### SUPPLIED PASSAGE
II. FAIR HOUSING ACTS

¶ 21 We now examine whether the trial court properly found that Malibu did not *1049violate the Federal Fair Housing Act (the “FFHA” or “Title VHP), 42 U.S.CA. §§ 3601-3631 (1994),7 and the Utah Fair Housing Act (the “UFHA”), Utah Code Aim; §§ 57-2-1 to -14 (1994 & Supp.1999). Sparks contends that summary judgment in favor of Malibu on its eviction claim was error because Malibu violated the fair housing acts. She also alleges that the trial court erred in denying her own motion for summary judgment on her counterclaim for relief under the fair housing acts. Whether Malibu violated the fair housing acts is dispositive of both Sparks’ defense and counterclaim.

### SET PROBLEM 1
Decide whether each statement agrees with the fair housing passage. Answer yes or no, and quote the words of the passage that settle it.
(a) Sparks argues that granting summary judgment to Malibu on its eviction claim was an error.
(b) The trial court granted Sparks's motion for summary judgment on her counterclaim.
(c) The question of whether Malibu violated the fair housing acts decides both Sparks's defense and her counterclaim.
### SET PROBLEM 2
Answer these questions from the fair housing passage.
(a) What abbreviation does the passage use for the Utah Fair Housing Act?
(b) Which party brought the eviction claim?
(c) What motion did Sparks make on her counterclaim?
### SET PROBLEM 3
Translate this sentence from the fair housing passage into Spanish: "Whether Malibu violated the fair housing acts is dispositive of both Sparks’ defense and counterclaim."
The data that follows is not needed for the work on this text.

### MATERIAL

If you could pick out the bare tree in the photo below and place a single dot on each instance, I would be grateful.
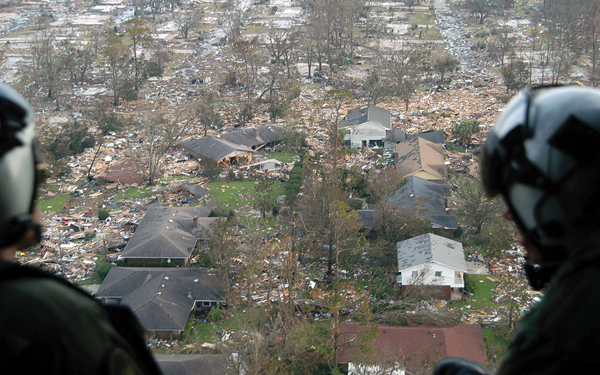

### FINAL ANSWER 1
(a) Yes: "Sparks contends that summary judgment in favor of Malibu on its eviction claim was error because Malibu violated the fair housing acts."
(b) No: "the trial court erred in denying her own motion for summary judgment on her counterclaim"
(c) Yes: "Whether Malibu violated the fair housing acts is dispositive of both Sparks’ defense and counterclaim."

### FINAL ANSWER 2
(a) UFHA
(b) Malibu
(c) A motion for summary judgment

### FINAL ANSWER 3
Que Malibu haya violado o no las leyes de vivienda justa es determinante tanto para la defensa como para la reconvención de Sparks.